Requirement A: In the text on driving a truck for fuel economy below, what was the highest fuel economy figure the driver could reach?
Requirement B: Carry on the account below of driving a truck for fuel economy, picking up right after its final sentence.

Document section:
━━━━━━━━━━
This truck was also equipped with “Neutral-Coast,” where the transmission drops into neutral to virtually eliminate the parasitic drag from the engine while rolling down a slight grade. The cruise had a 65-mph limit, so I couldn’t set it higher, as a result the truck had just a 5-mph  neutral-coast window between 65 and 70 mph, after which the transmission would slip back into gear and sometimes downshift to 11th to slow the truck — it even engaged the engine brake on a few occasions. I don’t know if that’s an adjustable parameter, but if it is, I’d set a 10-mph coasting window to take fuller advantage of those opportunities.

Achingly close to 11, and the driving force behind driving as frugally as possible to tip the number up.

Driving for fuel economy

Driving for maximum fuel efficiency takes some discipline and determination, and a little knowledge about how to coax the best performance from the truck. I find it exciting to get those number going in the right direction, and once you start to see results, it’s easier to stay excited.

And I should stress, this was just one leg of a trip, not a monthly average. A typical compliment of local stop and go driving, reversing, idling, etc., would pull that average down pretty quickly over 30 days. But I’m happy to say I broke 11 mpg for a couple of hundred miles that day, and I believe if I was headed out in that truck again tomorrow, I’d be trying just as hard to get back up there again.

As I noted earlier, resetting the trip fuel economy daily makes those changes more obvious, and with a truck like this, it’s easy to move the needle up through the 7s and 8s. It gets progressively harder though as you get up into the 10s and maybe higher. I couldn’t get higher than 11.1, and I found it took only a bit of bad driving to knock the number down into the 10s (that where the discipline comes in).

As I noted earlier, my fuel economy began to decline after our dinner stop at Vernon. It was dark by then, and couple of things had changed. First, the tailwind had diminished, as it often does at night, so I lost that advantage. The other change was that I could not see as far down to the road in the dark to anticipate the hills. I was still driving manually and trying to coast, back off on the uphill, etc. but it just wasn’t working. As the number fell from 11.0 through 10.9 and down to 10.6, I gave up and put the cruise control on and let it manage the fueling. The average had dropped a further two-tenths to 10.4 by the time I got off US 287 at Decatur. The local roads and traffic lights took me down to 10.2 by the time I pulled into the plant at Denton.
━━━━━━━━━━
Data lines:
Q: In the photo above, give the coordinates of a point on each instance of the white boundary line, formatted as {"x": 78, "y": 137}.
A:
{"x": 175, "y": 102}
━━━━━━━━━━
Task response A: 11.1 mpg

Task response B:
I was kind of bummed out about that, but I knew the local driving would have a negative impact on the average. I was trying to keep the average as high as possible while out on the highway, hoping the average would drop no further then maybe 10.5 on the local roads.

The previous night, by the time we had passed through Albuquerque, it was getting late, I was tired and I was keeping a weather eye on my log. I decided to paste the throttle pedal to the floor and held it at 75 mph all the way over to Santa Rosa. Fuel economy is important, but so was getting to my destination before I turned into a pumpkin.

Unfortunately for a lot of drivers, tight scheduling often gets in the way of better fuel economy. I milked it on the leg between Santa Rosa and Denton because I could. I guess you have to make hay while the sun shines, so take advantage of any opportunity that presents itself, and try running with the cruise control off on the kinds of roads where a bit of fiddling with the throttle pedal can pay off.

This Peterbilt 579 EPIQ model and the trailer were equipped with all the aero devices commercially available.

The tractor-trailer spec’s

Engine: Paccar MX-13 455 hp / 1,650 lb-ft @ 900 rpm

Transmission: Paccar automated 12-speed with 0.77 OD (11th gear is direct)

Drive axles: Paccar 40,000-lb with a 2.64 ratio.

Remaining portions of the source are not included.